Quoted text ::
[Bugfix] Avoid repeatedly creating dummy data during engine startup

DarkLight1337 · DarkLight1337 · commit 7d0557c03aaa · 2025-05-10T13:59:59.000Z
Signed-off-by: DarkLight1337 &lt;tlleungac@connect.ust.hk&gt;
diff --git a/vllm/engine/llm_engine.py b/vllm/engine/llm_engine.py
@@ -409,6 +409,9 @@ def get_tokenizer_for_seq(sequence: Sequence) -> AnyTokenizer:
         # the next step without re-scheduling.
         self._skip_scheduling_next_step = False
 
+        # Don't keep the dummy data in memory
+        self.reset_mm_cache()
+
     def _initialize_kv_caches(self) -> None:
         """Initialize the KV cache in the worker(s).
 
@@ -913,6 +916,10 @@ def has_unfinished_requests_for_virtual_engine(
         """
         return self.scheduler[virtual_engine].has_unfinished_seqs()
 
+    def reset_mm_cache(self) -> bool:
+        """Reset the multi-modal cache."""
+        return self.input_preprocessor.mm_registry.reset_processor_cache()
+
     def reset_prefix_cache(self, device: Optional[Device] = None) -> bool:
         """Reset prefix cache for all devices."""
 
diff --git a/vllm/multimodal/processing.py b/vllm/multimodal/processing.py
@@ -1026,6 +1026,11 @@ def put(
     def put_item(self, item: ProcessingCacheItem) -> None:
         self._cache[item.key] = item.value
 
+    def reset(self) -> bool:
+        self._cache.clear()
+
+        return True
+
 
 class BaseProcessingInfo:
     """Base class to provide the information necessary for data processing."""
diff --git a/vllm/multimodal/registry.py b/vllm/multimodal/registry.py
@@ -88,6 +88,12 @@ def __init__(self) -> None:
 
         self._processing_cache = ProcessingCache(VLLM_MM_INPUT_CACHE_GIB)
 
+    def reset_processor_cache(self) -> bool:
+        """Reset the multi-modal processing cache."""
+        self._processing_cache.reset()
+
+        return True  # Success
+
     @deprecated("Legacy input processor/mapper pipeline has been removed. "
                 "Please update your model runner to use "
                 "`seq_group_metadata.multi_modal_data` directly without "
@@ -106,7 +112,7 @@ def get_max_tokens_per_item_by_modality(
         if not model_config.is_multimodal_model:
             return {}
 
-        processor = self.create_processor(model_config, disable_cache=True)
+        processor = self.create_processor(model_config, disable_cache=False)
         profiler = MultiModalProfiler(processor)
 
         seq_len = model_config.max_model_len
@@ -190,7 +196,7 @@ def get_mm_limits_per_prompt(
         if not model_config.is_multimodal_model:
             return {}
 
-        processor = self.create_processor(model_config, disable_cache=True)
+        processor = self.create_processor(model_config, disable_cache=False)
         profiler = MultiModalProfiler(processor)
         return profiler.get_mm_limits()
 
@@ -286,7 +292,7 @@ def get_decoder_dummy_data(
 
         The model is identified by ``model_config``.
         """

Data ::
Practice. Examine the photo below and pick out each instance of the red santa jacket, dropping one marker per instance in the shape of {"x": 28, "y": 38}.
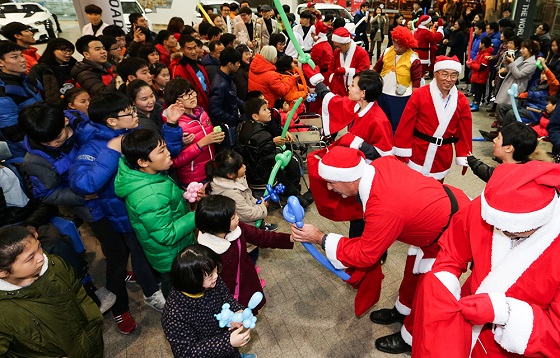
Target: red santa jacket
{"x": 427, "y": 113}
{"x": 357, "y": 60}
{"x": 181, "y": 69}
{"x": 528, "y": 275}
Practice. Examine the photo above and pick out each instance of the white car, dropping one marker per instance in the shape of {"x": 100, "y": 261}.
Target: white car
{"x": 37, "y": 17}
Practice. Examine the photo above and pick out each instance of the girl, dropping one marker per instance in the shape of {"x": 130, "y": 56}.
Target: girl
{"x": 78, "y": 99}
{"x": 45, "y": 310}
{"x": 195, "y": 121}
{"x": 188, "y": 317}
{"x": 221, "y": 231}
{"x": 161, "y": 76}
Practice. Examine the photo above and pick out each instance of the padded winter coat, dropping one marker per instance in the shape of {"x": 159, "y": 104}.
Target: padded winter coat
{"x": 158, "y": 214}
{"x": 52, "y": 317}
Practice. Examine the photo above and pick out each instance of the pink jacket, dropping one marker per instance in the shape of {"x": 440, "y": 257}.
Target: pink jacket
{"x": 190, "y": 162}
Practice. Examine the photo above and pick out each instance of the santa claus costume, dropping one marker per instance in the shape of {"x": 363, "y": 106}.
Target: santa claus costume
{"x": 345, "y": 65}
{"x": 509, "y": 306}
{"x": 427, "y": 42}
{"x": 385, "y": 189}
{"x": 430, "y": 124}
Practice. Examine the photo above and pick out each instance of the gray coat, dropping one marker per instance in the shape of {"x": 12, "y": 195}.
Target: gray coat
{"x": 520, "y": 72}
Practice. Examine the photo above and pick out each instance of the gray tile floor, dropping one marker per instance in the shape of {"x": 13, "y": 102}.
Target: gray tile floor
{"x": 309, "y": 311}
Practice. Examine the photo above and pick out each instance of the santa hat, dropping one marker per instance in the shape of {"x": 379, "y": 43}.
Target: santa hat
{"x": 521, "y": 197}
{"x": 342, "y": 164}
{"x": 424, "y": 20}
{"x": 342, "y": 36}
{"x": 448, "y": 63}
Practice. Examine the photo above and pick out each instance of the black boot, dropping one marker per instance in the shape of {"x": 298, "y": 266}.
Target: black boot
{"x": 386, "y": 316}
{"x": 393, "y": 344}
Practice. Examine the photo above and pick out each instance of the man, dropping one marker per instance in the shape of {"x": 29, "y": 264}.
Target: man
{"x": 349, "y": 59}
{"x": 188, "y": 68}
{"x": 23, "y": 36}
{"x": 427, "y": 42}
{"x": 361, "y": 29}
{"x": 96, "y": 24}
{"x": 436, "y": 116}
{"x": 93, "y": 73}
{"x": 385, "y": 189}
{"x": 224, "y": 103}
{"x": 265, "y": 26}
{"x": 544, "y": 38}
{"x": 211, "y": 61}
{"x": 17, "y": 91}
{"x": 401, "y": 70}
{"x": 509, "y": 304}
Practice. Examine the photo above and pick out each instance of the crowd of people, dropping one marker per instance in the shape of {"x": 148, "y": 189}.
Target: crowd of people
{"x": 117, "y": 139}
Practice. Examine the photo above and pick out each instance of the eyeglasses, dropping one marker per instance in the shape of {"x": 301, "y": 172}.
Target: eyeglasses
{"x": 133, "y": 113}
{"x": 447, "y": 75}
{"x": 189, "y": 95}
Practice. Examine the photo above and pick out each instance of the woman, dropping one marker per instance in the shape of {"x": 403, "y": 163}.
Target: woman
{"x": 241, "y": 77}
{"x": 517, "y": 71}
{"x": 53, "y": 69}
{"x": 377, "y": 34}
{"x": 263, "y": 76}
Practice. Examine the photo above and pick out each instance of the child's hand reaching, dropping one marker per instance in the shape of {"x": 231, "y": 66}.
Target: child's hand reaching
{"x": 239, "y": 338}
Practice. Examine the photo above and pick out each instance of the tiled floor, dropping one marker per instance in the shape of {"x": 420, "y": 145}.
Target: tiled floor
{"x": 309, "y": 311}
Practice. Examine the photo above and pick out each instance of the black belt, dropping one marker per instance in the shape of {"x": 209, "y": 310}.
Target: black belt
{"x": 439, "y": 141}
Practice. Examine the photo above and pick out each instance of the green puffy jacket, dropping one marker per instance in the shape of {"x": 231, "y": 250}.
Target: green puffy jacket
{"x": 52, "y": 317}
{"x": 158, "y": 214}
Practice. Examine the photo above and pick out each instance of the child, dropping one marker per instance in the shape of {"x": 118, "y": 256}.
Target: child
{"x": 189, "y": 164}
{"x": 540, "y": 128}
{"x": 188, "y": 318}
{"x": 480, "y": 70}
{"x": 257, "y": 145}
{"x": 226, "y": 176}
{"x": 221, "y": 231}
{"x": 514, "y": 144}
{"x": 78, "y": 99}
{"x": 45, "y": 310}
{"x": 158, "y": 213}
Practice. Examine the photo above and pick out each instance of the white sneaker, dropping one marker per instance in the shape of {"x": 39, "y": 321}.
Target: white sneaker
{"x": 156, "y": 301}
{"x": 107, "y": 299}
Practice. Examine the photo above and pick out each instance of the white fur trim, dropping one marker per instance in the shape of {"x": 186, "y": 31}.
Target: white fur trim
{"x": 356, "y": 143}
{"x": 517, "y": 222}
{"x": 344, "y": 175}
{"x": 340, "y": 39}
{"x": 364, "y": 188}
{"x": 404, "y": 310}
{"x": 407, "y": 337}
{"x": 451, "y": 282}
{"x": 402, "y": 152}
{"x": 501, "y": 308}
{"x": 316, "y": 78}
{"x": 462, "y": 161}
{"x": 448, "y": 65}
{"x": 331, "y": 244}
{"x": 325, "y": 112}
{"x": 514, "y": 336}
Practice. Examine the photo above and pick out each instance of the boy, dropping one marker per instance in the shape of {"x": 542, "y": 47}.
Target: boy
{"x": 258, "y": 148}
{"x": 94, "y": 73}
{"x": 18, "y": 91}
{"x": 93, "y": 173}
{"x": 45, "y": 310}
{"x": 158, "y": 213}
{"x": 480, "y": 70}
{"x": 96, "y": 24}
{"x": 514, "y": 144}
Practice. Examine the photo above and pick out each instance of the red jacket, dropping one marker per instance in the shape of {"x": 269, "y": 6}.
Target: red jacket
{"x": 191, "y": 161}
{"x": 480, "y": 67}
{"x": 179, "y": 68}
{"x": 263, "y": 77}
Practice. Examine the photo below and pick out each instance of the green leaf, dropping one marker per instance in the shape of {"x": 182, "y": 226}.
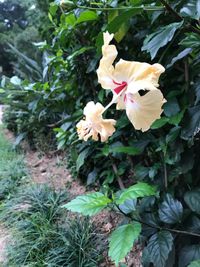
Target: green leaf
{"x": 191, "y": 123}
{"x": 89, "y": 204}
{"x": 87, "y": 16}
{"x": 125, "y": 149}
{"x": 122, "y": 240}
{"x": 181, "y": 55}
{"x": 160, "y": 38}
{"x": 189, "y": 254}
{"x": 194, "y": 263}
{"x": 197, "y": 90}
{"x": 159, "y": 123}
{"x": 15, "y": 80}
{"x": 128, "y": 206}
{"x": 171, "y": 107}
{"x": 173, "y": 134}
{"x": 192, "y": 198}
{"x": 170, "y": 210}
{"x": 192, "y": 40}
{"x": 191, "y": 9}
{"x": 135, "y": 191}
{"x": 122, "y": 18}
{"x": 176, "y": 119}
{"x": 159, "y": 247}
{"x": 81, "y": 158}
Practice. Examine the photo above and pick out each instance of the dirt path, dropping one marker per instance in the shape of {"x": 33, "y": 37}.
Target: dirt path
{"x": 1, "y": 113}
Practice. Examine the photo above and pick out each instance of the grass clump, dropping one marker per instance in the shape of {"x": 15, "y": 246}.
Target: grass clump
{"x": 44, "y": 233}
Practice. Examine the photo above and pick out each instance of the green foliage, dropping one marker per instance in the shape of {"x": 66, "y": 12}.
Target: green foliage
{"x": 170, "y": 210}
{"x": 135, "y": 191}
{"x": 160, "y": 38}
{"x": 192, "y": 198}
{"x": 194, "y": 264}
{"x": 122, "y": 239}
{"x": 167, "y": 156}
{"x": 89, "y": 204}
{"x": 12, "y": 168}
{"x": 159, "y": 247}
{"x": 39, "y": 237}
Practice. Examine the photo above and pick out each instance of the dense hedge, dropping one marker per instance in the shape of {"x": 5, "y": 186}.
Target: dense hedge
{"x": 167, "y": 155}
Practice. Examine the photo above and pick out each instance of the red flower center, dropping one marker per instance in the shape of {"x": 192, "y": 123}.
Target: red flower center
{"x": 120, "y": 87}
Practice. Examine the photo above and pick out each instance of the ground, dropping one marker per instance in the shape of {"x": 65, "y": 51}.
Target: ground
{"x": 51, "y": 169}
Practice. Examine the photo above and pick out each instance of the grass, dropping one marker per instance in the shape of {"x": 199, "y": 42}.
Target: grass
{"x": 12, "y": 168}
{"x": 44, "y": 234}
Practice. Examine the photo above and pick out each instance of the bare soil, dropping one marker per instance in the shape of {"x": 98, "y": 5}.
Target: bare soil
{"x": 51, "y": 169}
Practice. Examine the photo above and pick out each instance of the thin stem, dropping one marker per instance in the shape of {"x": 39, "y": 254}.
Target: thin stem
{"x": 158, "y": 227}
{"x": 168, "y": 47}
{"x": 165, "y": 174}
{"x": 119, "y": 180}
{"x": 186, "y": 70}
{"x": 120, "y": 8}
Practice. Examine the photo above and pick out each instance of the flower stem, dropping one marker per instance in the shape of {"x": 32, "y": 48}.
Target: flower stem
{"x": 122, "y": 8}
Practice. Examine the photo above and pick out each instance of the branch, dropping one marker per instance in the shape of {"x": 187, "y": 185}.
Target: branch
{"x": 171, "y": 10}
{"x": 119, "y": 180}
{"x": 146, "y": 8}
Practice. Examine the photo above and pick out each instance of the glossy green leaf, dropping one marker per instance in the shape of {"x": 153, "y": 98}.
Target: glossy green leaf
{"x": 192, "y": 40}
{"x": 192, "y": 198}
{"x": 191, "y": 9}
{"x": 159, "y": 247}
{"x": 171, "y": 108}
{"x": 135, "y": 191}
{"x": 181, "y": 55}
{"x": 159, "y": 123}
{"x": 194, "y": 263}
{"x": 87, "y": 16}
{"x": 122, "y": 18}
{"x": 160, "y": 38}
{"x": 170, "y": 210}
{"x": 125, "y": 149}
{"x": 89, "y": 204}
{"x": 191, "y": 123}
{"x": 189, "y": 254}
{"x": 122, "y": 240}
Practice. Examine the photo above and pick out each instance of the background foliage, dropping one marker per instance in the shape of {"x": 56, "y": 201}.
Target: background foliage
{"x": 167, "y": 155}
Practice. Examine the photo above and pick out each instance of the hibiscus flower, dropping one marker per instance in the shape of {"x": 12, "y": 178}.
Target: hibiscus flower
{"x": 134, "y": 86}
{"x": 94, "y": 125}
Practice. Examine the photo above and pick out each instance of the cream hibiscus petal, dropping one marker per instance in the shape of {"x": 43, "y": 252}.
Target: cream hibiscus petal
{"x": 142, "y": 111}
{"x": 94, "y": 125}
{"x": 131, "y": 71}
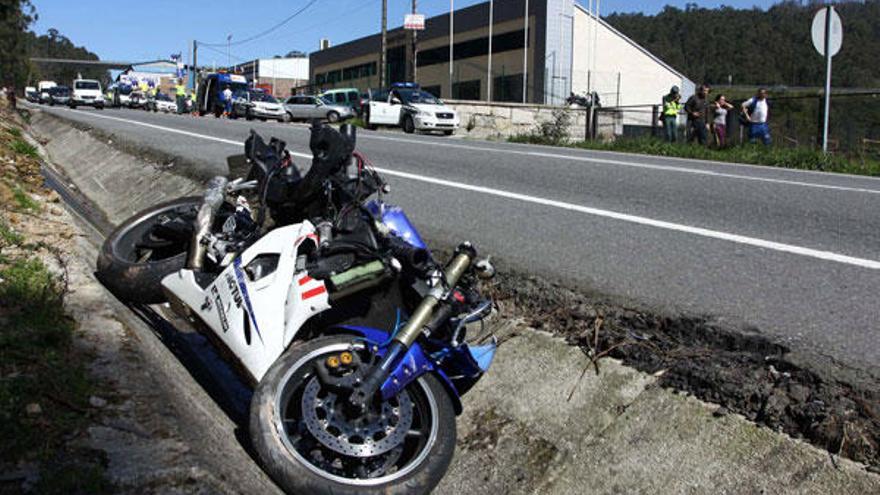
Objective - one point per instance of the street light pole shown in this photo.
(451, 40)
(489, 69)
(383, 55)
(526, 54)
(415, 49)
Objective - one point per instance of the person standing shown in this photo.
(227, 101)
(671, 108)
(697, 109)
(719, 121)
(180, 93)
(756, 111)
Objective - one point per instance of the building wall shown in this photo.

Challenge :: In the commit diff, what value does disable_cache take in the updated create_processor calls? None of the rows are needed here.

Exercise result :: False, changed from True.